**Directive:** Copy the listing from the line with "Give the outline of every instance of the crowd" through its end, swapping "crowd of people" for "group of spectators" and leaving everything else unchanged.
-- Start Task data --
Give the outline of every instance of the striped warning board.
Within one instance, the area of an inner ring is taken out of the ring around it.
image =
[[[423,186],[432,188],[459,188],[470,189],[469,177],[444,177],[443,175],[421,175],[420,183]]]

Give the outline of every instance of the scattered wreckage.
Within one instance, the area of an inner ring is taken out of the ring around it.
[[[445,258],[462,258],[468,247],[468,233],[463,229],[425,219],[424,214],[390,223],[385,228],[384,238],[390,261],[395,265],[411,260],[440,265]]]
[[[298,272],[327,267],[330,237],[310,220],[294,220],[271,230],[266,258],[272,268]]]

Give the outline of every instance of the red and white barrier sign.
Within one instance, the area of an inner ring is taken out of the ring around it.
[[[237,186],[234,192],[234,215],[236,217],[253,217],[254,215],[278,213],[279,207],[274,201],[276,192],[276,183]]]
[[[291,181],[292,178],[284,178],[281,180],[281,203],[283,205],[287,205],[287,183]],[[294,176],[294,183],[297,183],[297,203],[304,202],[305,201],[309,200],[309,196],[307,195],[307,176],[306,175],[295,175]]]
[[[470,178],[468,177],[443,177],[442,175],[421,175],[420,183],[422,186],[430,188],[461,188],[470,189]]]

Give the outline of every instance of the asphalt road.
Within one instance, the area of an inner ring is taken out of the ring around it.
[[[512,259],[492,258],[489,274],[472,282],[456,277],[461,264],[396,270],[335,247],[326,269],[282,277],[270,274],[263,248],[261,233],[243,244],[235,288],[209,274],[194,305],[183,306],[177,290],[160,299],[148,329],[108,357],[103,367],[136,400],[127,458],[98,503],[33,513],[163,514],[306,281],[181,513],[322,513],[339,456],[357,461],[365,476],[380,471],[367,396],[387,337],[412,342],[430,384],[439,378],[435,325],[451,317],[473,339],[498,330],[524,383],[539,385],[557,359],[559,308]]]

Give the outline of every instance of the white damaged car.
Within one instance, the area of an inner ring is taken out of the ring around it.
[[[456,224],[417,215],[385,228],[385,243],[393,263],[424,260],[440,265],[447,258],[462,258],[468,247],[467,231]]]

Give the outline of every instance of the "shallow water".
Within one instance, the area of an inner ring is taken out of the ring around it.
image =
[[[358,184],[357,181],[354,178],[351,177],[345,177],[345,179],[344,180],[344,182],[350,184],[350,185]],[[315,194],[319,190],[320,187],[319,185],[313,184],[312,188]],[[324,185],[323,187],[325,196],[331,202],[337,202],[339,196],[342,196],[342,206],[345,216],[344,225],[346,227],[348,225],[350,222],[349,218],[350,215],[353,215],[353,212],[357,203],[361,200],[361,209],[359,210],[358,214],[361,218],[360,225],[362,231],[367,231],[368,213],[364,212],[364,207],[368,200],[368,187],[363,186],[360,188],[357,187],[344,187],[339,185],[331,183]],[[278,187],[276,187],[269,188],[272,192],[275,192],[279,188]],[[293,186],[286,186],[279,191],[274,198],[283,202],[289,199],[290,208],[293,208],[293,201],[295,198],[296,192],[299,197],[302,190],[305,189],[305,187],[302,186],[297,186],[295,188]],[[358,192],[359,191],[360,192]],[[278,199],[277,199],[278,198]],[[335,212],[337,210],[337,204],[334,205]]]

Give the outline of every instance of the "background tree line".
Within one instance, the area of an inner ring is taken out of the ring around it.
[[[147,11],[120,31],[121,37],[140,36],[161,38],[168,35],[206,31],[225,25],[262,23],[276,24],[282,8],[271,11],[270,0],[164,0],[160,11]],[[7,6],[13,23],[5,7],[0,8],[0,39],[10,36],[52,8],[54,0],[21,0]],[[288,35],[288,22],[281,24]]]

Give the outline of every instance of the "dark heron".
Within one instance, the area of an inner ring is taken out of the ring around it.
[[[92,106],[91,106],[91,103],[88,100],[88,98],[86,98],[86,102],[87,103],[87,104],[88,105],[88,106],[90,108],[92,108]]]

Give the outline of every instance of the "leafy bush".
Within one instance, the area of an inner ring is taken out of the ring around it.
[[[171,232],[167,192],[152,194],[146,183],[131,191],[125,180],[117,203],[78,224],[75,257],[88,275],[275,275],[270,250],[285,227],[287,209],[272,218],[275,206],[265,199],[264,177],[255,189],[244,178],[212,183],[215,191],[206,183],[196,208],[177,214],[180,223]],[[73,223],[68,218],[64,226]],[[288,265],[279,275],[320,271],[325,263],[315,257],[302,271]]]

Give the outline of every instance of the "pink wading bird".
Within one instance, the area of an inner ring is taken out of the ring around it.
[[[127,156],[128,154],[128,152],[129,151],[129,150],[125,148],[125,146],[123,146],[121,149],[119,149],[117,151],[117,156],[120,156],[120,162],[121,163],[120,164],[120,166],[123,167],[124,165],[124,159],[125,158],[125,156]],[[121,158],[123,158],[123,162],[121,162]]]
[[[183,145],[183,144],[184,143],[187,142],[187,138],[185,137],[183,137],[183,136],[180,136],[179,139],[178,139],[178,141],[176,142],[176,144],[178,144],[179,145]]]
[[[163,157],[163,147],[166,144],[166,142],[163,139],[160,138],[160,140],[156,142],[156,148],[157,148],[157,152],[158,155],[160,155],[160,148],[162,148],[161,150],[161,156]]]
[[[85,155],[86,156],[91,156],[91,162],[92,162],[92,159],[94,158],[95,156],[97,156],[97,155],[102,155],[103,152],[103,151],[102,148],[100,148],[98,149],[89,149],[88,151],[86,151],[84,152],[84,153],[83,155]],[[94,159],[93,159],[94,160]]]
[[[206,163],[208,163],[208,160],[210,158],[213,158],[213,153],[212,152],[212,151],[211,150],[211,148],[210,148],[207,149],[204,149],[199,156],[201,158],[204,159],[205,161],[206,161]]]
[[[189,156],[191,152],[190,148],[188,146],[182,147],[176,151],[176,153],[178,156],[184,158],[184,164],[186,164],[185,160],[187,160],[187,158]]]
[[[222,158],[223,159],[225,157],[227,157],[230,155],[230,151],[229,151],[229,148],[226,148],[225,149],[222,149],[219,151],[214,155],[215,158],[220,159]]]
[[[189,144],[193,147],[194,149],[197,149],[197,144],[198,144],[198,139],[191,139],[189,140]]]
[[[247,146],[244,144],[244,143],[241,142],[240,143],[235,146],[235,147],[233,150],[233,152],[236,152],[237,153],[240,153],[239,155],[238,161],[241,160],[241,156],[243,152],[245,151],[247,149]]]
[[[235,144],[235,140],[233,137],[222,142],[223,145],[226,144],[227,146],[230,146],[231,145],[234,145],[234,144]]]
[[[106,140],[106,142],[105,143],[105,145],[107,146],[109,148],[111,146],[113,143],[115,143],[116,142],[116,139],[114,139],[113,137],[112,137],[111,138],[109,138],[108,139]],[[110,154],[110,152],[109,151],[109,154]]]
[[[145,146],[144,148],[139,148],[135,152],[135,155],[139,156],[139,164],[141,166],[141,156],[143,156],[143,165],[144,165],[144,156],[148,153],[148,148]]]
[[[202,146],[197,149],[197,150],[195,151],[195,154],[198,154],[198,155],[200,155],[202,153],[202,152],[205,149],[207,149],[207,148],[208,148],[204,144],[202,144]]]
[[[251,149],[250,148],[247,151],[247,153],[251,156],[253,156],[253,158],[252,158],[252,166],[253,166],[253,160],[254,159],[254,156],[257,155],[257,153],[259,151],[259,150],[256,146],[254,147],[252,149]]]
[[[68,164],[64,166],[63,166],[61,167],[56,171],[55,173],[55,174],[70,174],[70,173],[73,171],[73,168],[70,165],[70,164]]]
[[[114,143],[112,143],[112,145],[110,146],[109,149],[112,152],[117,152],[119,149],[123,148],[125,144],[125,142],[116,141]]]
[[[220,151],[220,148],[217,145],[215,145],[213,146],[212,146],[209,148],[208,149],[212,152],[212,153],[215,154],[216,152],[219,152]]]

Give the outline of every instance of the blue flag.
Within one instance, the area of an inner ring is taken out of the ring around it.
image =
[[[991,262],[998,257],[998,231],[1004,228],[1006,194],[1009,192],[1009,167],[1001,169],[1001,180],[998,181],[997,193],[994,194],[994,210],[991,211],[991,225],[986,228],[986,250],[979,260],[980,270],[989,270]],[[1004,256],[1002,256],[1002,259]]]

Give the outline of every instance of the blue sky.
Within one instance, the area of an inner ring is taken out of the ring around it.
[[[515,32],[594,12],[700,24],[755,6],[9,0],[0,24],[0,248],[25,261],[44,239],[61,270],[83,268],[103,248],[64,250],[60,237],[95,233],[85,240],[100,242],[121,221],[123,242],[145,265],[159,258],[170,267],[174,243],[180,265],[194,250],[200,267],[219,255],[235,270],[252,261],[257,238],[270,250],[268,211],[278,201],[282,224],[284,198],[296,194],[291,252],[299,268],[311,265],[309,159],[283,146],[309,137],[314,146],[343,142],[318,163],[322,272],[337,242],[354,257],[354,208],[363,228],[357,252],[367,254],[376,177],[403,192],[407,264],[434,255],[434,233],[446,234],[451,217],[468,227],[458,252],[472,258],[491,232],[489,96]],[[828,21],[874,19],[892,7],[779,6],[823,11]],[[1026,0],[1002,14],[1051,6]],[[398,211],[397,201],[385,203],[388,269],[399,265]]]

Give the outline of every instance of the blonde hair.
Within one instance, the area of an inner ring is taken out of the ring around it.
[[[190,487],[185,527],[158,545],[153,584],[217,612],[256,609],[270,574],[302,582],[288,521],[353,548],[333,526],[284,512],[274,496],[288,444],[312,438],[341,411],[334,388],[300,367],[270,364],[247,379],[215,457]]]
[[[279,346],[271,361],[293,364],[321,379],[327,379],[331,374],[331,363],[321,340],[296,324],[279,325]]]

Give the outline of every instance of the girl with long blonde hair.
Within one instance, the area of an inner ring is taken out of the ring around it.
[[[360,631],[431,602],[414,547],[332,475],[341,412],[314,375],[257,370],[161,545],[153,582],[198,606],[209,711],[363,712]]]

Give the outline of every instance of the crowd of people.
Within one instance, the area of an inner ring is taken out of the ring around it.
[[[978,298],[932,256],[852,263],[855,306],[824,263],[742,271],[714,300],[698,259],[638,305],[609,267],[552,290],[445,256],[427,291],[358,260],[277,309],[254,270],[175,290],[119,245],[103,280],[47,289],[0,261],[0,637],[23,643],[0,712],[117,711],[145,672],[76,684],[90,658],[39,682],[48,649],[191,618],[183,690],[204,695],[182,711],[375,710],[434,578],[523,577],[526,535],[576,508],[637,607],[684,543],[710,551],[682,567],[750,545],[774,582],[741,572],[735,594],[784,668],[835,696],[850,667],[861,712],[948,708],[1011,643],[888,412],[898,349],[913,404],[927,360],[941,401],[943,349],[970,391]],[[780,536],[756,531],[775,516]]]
-- End Task data --
**Answer in full:**
Give the outline of every instance of the group of spectators.
Within one instance, the area of an inner ring is taken out of the ring around it.
[[[978,298],[932,256],[852,263],[855,306],[824,263],[742,271],[714,300],[698,259],[638,305],[609,267],[552,290],[445,256],[427,291],[358,260],[277,309],[254,270],[175,290],[119,245],[103,280],[47,289],[0,261],[0,637],[23,643],[0,712],[117,711],[145,672],[76,684],[90,658],[39,682],[48,649],[191,618],[183,690],[204,695],[182,711],[375,710],[434,578],[523,577],[526,535],[576,508],[637,607],[684,543],[710,551],[682,567],[750,545],[774,582],[741,572],[735,594],[784,668],[835,696],[850,667],[861,712],[948,708],[1011,643],[888,412],[898,349],[913,404],[927,360],[941,401],[943,349],[970,391]],[[780,536],[756,531],[775,516]]]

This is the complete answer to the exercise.